> **Task**
Please quote every line word for word.

> **Listed records**
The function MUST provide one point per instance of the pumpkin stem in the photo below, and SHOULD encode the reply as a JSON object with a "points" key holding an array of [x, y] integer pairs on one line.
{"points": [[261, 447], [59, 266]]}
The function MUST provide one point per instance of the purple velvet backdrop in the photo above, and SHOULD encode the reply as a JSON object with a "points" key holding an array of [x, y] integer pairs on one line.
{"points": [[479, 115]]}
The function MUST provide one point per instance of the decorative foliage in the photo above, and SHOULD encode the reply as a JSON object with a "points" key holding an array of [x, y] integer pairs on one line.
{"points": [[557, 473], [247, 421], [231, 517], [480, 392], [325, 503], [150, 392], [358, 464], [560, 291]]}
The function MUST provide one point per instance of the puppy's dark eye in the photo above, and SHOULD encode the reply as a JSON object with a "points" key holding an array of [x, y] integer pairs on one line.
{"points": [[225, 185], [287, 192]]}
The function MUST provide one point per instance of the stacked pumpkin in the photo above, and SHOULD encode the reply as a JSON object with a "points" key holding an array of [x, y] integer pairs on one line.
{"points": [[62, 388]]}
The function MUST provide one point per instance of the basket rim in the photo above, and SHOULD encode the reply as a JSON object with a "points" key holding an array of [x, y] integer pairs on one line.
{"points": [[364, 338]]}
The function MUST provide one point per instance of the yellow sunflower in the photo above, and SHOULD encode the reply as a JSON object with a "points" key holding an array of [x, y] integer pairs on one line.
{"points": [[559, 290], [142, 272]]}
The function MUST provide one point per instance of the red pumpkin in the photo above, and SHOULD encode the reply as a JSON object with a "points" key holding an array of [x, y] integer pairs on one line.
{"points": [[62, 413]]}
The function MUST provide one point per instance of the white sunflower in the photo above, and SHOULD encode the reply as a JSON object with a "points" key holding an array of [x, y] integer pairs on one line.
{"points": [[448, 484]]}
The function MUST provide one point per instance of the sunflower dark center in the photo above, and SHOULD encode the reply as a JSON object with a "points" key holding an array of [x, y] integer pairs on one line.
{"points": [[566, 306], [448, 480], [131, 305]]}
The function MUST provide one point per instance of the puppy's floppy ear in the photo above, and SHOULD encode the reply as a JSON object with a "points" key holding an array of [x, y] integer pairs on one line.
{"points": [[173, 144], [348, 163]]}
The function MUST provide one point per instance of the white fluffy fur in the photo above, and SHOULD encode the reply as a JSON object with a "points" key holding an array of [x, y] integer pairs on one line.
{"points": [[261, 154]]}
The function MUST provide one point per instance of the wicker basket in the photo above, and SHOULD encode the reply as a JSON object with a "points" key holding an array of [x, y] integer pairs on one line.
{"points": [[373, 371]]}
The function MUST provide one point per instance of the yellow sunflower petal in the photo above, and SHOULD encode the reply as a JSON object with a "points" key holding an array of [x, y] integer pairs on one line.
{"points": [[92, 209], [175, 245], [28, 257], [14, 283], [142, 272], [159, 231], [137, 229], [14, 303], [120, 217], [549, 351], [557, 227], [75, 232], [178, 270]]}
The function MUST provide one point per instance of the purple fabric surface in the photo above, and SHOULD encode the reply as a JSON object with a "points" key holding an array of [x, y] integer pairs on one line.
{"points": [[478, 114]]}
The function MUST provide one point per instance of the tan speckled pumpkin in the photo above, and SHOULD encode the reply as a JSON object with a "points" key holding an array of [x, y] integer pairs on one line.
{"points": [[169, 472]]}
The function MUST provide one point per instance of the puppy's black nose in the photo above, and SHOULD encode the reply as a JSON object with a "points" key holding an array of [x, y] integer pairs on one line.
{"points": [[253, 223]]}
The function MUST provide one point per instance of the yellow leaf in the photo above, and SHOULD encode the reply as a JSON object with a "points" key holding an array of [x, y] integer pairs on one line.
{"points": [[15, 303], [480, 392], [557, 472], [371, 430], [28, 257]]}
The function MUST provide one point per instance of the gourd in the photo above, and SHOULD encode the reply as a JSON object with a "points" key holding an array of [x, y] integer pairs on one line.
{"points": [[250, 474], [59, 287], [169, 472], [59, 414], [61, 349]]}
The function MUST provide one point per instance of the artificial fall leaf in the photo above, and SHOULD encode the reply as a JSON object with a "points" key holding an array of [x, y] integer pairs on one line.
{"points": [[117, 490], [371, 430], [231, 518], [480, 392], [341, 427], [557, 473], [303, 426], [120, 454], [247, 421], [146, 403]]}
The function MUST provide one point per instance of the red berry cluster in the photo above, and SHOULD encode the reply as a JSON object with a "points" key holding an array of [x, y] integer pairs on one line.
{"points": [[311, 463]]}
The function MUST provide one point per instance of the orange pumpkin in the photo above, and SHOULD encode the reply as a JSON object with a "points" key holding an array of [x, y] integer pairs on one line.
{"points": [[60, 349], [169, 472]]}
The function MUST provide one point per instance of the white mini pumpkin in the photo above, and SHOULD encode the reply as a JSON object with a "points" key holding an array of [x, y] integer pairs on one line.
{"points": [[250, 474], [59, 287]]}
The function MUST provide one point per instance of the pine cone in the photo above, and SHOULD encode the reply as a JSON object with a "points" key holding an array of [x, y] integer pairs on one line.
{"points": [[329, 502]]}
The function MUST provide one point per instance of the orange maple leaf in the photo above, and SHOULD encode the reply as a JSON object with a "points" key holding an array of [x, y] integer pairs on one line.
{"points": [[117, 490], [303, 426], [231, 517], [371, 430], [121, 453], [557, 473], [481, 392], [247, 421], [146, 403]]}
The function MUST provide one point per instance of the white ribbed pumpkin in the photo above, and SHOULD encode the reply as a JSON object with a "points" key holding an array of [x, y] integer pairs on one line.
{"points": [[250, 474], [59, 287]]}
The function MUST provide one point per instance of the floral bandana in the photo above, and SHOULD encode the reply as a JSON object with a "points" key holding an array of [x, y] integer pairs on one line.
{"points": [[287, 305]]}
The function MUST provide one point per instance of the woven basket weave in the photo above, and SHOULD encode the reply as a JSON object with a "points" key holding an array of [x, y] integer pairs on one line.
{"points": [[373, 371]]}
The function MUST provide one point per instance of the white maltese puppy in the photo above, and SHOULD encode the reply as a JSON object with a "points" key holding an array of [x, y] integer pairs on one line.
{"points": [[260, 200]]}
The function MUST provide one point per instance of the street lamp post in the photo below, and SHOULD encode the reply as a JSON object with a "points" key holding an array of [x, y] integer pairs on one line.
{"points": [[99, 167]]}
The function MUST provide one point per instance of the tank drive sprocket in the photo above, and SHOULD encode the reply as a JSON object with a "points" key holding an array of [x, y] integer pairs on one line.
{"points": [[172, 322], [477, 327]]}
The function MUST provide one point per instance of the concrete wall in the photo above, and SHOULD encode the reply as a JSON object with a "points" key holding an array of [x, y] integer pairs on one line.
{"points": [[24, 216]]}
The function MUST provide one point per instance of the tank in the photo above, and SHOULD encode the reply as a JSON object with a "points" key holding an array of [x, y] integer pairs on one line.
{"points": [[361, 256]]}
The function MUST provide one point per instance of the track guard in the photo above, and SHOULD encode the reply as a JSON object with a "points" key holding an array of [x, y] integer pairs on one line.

> **Result**
The function MUST provide one point per instance of the pumpkin stem in the photo below, and SHOULD encode the reply as a JSON object with a "points" key holding an array of [x, y] integer pairs on one line.
{"points": [[261, 447], [59, 266]]}
The function MUST provide one point per instance of the purple velvet backdrop in the photo above, and SHOULD encode the reply as a JSON object with a "points" key holding an array of [x, y] integer pairs on one line.
{"points": [[479, 115]]}
The function MUST provide one point per instance of the decorative foliage in the photo above, and SHOULD encode the reply as a JSON object with a "points" key holding an array of [x, y] integer pairs on one line.
{"points": [[557, 473], [247, 421], [231, 517], [480, 392], [325, 503], [150, 392], [358, 464], [560, 291]]}
The function MUST provide one point per instance of the puppy's dark eye in the photo above, and SHOULD encode the reply as a JSON object with a "points" key holding an array of [x, y] integer pairs on one line.
{"points": [[225, 185], [287, 192]]}
The function MUST provide one point per instance of the stacked pumpkin in the photo above, and SHOULD encode the reply as a JSON object with a "points" key holding an array of [x, y] integer pairs on one line.
{"points": [[62, 388]]}
The function MUST provide one point per instance of the basket rim in the photo above, and SHOULD encode the reply as a JSON object with a "points" key holding an array of [x, y] integer pairs on one line.
{"points": [[364, 338]]}
The function MUST provide one point per instance of the yellow sunflower in the photo above, and SHOULD encode the reply as a JSON object with a "points" key holding an array of [x, y] integer pairs on one line.
{"points": [[559, 290], [142, 272]]}
The function MUST provide one point per instance of the red pumpkin in the photo above, and SHOULD encode the reply as a JSON object with a "points" key holding an array of [x, y] integer pairs on one line.
{"points": [[62, 413]]}
The function MUST provide one point per instance of the white sunflower in the photo above, and SHOULD encode the reply as a JSON object with a "points" key holding an array of [x, y] integer pairs on one line.
{"points": [[448, 484]]}
The function MUST provide one point per instance of the sunflower dark center in the photo above, and SHOULD encode the reply as a JSON object with a "points" key holding an array of [x, y] integer pairs on one line.
{"points": [[566, 306], [448, 480], [131, 305]]}
The function MUST provide one point per instance of the puppy's floppy ear in the photo above, and SHOULD encode the reply as a JSON object with a "points" key holding an array of [x, y] integer pairs on one line.
{"points": [[173, 144], [348, 163]]}
The function MUST provide one point per instance of the white fluffy fur in the photo above, and SHOULD encode the reply as a JSON object with a "points" key holding an array of [x, y] integer pairs on one line.
{"points": [[261, 154]]}
The function MUST provide one point per instance of the wicker basket in the photo above, and SHOULD encode the reply as a JSON object with a "points" key holding an array of [x, y] integer pairs on one line.
{"points": [[373, 371]]}
The function MUST provide one point per instance of the yellow sunflower petal in the photo above, and SHOULD encode the reply as a JSON object with a "points" key holding an array of [x, y] integer pairs on one line.
{"points": [[92, 209], [175, 245], [28, 257], [14, 283], [142, 272], [159, 231], [137, 229], [14, 303], [120, 217], [549, 351], [557, 227], [75, 232], [178, 270]]}
The function MUST provide one point per instance of the purple fabric surface in the photo above, and SHOULD encode the reply as a JSON object with a "points" key holding an array of [x, y] integer pairs on one line.
{"points": [[478, 114]]}
The function MUST provide one point per instance of the tan speckled pumpkin in the photo above, and SHOULD encode the reply as a JSON object with a "points" key holding an array of [x, y] integer pairs on one line.
{"points": [[169, 472]]}
The function MUST provide one point per instance of the puppy's black nose in the photo above, and SHOULD encode the reply as a JSON object with a "points" key holding an array of [x, y] integer pairs on one line.
{"points": [[253, 223]]}
The function MUST provide one point per instance of the yellow leaf in the photo above, and SHOULD encode the reply as a JSON object with a "points" key holding an array of [x, y] integer pairs on one line.
{"points": [[15, 303], [480, 392], [557, 472], [371, 430], [28, 257]]}
The function MUST provide one point per instance of the gourd in the photo above, and SHOULD encode the reply as a JSON object with a "points" key holding an array of [x, y] integer pairs on one line.
{"points": [[250, 474], [59, 287], [169, 472], [59, 414], [61, 349]]}
The function MUST provide one point per instance of the artificial fall leaf in the photo above, and SHOULD encode the reply as a JSON object with a "points" key holding an array of [x, y] integer pairs on one line.
{"points": [[117, 490], [371, 430], [231, 518], [480, 392], [341, 427], [557, 473], [303, 426], [120, 454], [247, 421], [146, 403]]}
The function MUST provide one point per instance of the red berry cluster in the photo above, and SHOULD encode the reply as a JSON object with a "points" key holding an array of [x, y] integer pairs on one line.
{"points": [[311, 463]]}
The function MUST provide one point per instance of the orange pumpkin in the photo above, and SHOULD encode the reply as a JSON object with a "points" key holding an array of [x, y] integer pairs on one line.
{"points": [[60, 349], [169, 472]]}
The function MUST provide one point per instance of the white mini pumpkin in the photo above, and SHOULD encode the reply as a JSON object with a "points" key holding an array of [x, y] integer pairs on one line.
{"points": [[250, 474], [59, 287]]}
The function MUST provide one point per instance of the pine cone in the photo above, and SHOULD encode the reply as a JSON object with a "points" key holding an array of [x, y] integer pairs on one line.
{"points": [[329, 502]]}
The function MUST provide one point per instance of the orange maple leaf in the photo above, and SHOULD encode the reply as a JSON object with a "points" key holding an array of [x, y] integer pairs on one line.
{"points": [[117, 490], [303, 426], [231, 517], [371, 430], [121, 453], [557, 473], [481, 392], [247, 421], [146, 403]]}
The function MUST provide one point per instance of the white ribbed pumpkin in the photo above, and SHOULD encode the reply as a JSON object with a "points" key holding an array of [x, y] integer pairs on one line.
{"points": [[250, 474], [59, 287]]}
The function MUST provide one point per instance of the floral bandana in the photo above, and SHOULD encode the reply as a JSON object with a "points" key holding an array of [x, y] integer pairs on one line.
{"points": [[287, 305]]}
The function MUST provide one point per instance of the woven basket weave in the photo above, and SHOULD encode the reply as a JSON object with a "points" key holding an array of [x, y] integer pairs on one line.
{"points": [[373, 371]]}
The function MUST provide one point per instance of the white maltese puppy in the photo above, and SHOULD encode the reply as a JSON object with a "points" key holding an array of [x, y] integer pairs on one line.
{"points": [[260, 200]]}
The function MUST provide one point per instance of the street lamp post in the photo below, and SHOULD encode the reply as a JSON object with a "points" key holding an array of [x, y] integer pairs on one line.
{"points": [[99, 167]]}
The function MUST provide one point per instance of the tank drive sprocket in the photo above, and SHOULD encode the reply as a JSON object with a "points" key holding an array of [x, y] integer pairs on one line.
{"points": [[172, 322], [477, 327]]}
The function MUST provide one point per instance of the concrete wall in the photo above, and SHOULD encode the reply as a JSON object with a "points" key holding an array of [x, y] integer pairs on one line.
{"points": [[24, 216]]}
The function MUST provide one point per instance of the tank in the photo above, and SHOULD encode the reply as a JSON object with a "points" key holding an array of [x, y] integer pairs on one line.
{"points": [[361, 256]]}
The function MUST provide one point per instance of the track guard in the photo above, and SHOULD encode the reply as a JSON object with a "points" key holding an array of [x, y] integer pairs on one line.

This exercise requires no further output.